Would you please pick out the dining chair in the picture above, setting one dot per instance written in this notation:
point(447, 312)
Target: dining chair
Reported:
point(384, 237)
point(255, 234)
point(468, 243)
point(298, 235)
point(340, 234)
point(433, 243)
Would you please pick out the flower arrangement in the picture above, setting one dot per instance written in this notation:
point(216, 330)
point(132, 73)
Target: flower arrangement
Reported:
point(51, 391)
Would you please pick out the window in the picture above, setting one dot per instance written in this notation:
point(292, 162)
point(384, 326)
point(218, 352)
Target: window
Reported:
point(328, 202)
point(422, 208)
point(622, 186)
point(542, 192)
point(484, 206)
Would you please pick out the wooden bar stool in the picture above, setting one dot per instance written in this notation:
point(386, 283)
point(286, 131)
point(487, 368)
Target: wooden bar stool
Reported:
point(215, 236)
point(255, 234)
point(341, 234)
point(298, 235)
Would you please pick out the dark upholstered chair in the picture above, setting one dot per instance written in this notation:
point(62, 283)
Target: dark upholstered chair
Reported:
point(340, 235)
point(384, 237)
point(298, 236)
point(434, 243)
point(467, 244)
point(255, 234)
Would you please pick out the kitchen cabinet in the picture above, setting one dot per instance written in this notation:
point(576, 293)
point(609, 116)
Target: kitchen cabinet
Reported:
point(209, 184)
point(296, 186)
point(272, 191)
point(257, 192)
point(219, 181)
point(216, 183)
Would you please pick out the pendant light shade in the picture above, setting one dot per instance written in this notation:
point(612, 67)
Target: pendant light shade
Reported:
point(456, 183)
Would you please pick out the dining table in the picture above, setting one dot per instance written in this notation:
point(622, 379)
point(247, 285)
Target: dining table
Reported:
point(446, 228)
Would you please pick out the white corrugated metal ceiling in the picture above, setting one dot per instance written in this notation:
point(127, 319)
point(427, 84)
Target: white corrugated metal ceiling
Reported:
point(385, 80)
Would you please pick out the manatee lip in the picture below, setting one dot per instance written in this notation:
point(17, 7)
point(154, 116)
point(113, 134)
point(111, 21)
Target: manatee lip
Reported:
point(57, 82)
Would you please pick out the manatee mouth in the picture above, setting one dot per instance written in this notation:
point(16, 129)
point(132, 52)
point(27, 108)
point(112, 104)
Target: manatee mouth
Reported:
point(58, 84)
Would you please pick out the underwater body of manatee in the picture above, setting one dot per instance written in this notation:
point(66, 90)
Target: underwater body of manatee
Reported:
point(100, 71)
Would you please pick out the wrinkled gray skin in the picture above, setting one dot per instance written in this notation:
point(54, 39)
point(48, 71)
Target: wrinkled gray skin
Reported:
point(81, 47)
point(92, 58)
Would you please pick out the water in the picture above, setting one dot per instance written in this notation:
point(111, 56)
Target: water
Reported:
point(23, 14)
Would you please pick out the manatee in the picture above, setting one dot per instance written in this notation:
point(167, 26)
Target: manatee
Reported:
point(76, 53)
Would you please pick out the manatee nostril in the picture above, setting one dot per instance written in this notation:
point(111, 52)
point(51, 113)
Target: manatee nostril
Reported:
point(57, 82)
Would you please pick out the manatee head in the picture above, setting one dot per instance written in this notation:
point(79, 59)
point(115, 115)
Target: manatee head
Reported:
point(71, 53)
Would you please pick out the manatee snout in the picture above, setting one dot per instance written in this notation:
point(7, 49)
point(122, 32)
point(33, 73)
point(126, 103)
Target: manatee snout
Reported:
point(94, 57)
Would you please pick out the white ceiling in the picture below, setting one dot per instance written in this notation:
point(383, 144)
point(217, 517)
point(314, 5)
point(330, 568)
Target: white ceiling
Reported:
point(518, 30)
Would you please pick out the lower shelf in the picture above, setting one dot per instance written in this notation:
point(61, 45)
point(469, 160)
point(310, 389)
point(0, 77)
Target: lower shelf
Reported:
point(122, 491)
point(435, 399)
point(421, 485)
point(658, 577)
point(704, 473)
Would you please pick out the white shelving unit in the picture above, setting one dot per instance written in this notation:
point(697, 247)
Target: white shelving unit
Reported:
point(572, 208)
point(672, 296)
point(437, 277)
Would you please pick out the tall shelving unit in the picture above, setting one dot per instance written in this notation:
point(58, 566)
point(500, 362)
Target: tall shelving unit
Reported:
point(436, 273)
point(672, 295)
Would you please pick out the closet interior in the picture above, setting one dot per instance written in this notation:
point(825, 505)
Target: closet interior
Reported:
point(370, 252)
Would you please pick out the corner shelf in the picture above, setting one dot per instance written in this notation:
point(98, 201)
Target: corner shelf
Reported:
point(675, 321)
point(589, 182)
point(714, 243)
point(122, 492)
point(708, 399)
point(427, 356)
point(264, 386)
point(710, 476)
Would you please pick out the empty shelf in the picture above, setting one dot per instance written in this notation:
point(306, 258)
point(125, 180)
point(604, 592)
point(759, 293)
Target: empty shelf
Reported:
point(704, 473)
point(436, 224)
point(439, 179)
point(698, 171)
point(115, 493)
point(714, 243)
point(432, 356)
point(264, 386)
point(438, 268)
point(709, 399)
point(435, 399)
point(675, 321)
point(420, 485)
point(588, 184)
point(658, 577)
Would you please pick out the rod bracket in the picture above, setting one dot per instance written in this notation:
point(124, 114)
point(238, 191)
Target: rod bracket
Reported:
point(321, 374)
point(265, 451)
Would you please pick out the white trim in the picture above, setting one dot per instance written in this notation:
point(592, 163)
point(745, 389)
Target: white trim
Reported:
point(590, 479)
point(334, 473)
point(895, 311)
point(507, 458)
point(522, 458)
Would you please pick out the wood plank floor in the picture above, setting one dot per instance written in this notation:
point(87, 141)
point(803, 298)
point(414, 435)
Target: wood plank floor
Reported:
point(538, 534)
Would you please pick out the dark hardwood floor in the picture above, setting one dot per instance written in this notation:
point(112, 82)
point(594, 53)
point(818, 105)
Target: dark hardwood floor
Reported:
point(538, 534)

------------------------------

Aim. Copy the material word for word, starting at the line that contains "Would you please pick out the dark hardwood" and continuing through its final line.

Output for this task.
Would you please pick out the dark hardwood floor in the picture above, setting one dot per instance written in this notation:
point(112, 82)
point(594, 53)
point(818, 105)
Target: dark hardwood floor
Reported:
point(538, 534)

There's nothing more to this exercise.